(Zeigeeinträge zu benannten Objekten)
※

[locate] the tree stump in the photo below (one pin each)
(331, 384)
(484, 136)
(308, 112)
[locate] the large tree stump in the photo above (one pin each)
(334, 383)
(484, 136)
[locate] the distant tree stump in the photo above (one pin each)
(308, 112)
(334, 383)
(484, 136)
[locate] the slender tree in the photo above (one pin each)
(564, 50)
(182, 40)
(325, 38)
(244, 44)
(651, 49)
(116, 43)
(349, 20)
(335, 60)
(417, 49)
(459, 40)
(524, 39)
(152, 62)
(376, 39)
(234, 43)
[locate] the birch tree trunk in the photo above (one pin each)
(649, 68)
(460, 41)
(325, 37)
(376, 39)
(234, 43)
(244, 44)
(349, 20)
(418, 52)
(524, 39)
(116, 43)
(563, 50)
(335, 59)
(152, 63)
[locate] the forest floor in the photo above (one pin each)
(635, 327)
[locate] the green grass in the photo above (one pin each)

※

■ **Aufgabenstellung**
Gib sämtliche Zeilen des Materials oben als nummerierte Liste aus. Leerzeilen lässt du dabei weg.

■ **Lösung**
1. [locate] the tree stump in the photo below (one pin each)
2. (331, 384)
3. (484, 136)
4. (308, 112)
5. [locate] the large tree stump in the photo above (one pin each)
6. (334, 383)
7. (484, 136)
8. [locate] the distant tree stump in the photo above (one pin each)
9. (308, 112)
10. (334, 383)
11. (484, 136)
12. [locate] the slender tree in the photo above (one pin each)
13. (564, 50)
14. (182, 40)
15. (325, 38)
16. (244, 44)
17. (651, 49)
18. (116, 43)
19. (349, 20)
20. (335, 60)
21. (417, 49)
22. (459, 40)
23. (524, 39)
24. (152, 62)
25. (376, 39)
26. (234, 43)
27. [locate] the birch tree trunk in the photo above (one pin each)
28. (649, 68)
29. (460, 41)
30. (325, 37)
31. (376, 39)
32. (234, 43)
33. (244, 44)
34. (349, 20)
35. (418, 52)
36. (524, 39)
37. (116, 43)
38. (563, 50)
39. (335, 59)
40. (152, 63)
41. [locate] the forest floor in the photo above (one pin each)
42. (635, 327)
43. [locate] the green grass in the photo above (one pin each)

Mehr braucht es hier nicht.